━━━━━ DATA EXTRACTS ━━━━━
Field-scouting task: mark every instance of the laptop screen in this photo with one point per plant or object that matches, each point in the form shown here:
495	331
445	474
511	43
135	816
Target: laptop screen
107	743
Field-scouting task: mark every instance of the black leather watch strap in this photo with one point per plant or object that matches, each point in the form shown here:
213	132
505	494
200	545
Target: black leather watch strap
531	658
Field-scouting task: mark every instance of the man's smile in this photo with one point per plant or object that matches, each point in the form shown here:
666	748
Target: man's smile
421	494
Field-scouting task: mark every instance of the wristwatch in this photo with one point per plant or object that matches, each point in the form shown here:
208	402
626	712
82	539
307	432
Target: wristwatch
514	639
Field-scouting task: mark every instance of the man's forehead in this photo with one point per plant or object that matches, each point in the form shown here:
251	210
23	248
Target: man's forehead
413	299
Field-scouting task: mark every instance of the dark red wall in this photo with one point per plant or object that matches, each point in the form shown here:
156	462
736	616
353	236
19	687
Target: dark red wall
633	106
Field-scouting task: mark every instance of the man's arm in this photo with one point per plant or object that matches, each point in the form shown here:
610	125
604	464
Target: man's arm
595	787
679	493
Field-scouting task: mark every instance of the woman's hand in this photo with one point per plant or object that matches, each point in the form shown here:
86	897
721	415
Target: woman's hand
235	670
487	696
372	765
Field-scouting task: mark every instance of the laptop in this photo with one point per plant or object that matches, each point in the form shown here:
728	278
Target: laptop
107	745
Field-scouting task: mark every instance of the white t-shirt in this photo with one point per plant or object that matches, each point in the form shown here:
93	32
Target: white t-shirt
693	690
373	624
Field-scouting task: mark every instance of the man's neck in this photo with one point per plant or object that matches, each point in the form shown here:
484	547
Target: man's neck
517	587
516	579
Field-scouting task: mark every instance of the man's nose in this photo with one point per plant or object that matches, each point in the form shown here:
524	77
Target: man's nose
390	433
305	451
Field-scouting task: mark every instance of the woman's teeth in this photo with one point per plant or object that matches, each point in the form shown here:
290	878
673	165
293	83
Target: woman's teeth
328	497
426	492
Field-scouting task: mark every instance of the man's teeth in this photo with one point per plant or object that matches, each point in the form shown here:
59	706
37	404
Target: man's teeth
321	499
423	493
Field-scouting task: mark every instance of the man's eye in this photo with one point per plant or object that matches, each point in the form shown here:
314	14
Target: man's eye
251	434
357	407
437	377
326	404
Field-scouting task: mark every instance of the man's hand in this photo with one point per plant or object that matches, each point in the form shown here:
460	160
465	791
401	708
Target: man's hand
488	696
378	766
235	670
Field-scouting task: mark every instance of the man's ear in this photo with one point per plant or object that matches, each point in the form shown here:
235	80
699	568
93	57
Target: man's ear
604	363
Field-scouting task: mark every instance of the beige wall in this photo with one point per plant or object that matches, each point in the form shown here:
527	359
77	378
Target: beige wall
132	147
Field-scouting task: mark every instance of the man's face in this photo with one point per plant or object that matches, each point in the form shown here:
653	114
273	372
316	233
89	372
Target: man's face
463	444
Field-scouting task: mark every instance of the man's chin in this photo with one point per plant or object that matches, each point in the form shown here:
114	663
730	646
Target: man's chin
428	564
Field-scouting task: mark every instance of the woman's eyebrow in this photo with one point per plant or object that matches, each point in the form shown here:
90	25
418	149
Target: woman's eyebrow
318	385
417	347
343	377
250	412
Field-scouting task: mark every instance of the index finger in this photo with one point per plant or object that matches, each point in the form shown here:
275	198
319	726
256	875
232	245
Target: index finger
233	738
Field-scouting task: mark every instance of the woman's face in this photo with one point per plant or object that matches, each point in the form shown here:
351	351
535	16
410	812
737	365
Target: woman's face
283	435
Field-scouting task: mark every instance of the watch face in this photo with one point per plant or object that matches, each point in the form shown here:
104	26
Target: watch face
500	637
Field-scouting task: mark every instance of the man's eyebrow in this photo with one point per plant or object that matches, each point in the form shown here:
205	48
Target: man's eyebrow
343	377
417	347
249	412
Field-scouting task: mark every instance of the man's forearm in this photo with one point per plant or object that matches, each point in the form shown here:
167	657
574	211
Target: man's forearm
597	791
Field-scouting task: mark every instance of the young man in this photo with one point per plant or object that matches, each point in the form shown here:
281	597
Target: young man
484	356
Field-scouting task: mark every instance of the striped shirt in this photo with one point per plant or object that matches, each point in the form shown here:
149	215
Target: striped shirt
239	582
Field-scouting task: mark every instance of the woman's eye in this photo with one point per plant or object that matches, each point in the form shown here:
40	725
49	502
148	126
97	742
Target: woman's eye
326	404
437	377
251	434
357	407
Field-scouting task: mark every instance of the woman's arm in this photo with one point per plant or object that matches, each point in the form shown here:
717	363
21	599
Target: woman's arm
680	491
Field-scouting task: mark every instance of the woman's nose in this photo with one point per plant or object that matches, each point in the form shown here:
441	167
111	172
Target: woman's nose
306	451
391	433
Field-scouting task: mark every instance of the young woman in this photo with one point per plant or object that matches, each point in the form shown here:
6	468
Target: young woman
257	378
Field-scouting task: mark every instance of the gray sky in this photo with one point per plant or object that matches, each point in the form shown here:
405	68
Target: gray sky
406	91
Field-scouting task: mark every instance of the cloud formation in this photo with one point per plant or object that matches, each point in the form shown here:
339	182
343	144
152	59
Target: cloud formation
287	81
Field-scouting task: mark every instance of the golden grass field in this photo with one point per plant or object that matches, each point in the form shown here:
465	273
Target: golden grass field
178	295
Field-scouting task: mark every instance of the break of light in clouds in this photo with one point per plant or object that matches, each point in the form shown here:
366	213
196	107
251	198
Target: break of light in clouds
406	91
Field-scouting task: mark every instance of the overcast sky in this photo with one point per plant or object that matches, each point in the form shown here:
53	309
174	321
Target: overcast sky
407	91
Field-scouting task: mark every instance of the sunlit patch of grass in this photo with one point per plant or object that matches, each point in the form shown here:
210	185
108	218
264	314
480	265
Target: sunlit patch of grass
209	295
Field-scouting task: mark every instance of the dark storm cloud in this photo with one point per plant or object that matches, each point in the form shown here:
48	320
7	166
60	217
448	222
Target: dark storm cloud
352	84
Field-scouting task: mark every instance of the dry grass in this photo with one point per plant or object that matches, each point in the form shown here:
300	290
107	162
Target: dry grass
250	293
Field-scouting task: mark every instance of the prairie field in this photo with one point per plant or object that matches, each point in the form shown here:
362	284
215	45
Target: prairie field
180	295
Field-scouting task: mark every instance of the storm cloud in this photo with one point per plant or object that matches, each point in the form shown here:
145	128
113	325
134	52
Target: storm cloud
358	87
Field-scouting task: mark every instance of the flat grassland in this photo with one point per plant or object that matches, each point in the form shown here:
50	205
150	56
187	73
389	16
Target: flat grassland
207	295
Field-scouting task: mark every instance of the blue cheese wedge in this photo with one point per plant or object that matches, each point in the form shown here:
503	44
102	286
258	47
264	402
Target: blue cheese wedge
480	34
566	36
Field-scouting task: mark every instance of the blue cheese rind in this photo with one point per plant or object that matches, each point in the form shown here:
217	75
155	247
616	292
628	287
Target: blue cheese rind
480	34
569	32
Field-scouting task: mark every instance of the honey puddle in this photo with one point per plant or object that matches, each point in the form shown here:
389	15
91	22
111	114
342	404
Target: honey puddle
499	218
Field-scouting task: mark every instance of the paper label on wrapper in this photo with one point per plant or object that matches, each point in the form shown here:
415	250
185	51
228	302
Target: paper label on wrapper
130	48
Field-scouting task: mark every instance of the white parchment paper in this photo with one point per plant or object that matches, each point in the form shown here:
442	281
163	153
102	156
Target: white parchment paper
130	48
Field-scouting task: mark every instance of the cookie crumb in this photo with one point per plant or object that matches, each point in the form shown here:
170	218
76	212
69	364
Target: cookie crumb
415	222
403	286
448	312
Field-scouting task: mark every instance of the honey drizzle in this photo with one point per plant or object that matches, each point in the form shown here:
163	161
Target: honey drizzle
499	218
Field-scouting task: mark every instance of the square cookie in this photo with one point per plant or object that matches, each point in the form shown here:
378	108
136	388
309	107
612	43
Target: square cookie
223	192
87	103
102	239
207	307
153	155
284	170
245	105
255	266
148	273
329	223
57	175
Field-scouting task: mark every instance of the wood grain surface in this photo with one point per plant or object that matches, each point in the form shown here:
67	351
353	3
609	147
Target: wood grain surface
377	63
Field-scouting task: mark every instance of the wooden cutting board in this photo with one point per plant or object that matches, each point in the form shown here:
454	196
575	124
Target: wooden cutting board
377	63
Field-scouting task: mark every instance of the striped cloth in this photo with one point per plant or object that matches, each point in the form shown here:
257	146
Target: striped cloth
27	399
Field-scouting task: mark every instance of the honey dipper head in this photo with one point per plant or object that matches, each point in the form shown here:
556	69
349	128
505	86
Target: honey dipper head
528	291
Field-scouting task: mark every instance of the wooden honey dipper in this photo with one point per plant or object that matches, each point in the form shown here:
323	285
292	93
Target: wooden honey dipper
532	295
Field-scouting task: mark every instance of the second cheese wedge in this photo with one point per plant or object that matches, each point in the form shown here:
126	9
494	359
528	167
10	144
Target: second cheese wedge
━━━━━
- **PROBLEM TO SOLVE**
For every line of the data above that contains "second", copy that line.

- **SOLUTION FOR THIS EXERCISE**
Field-scouting task: mark every instance of the second cheese wedge in this photo with one point per plant or object that matches, each point in the form shown here:
Target: second cheese wedge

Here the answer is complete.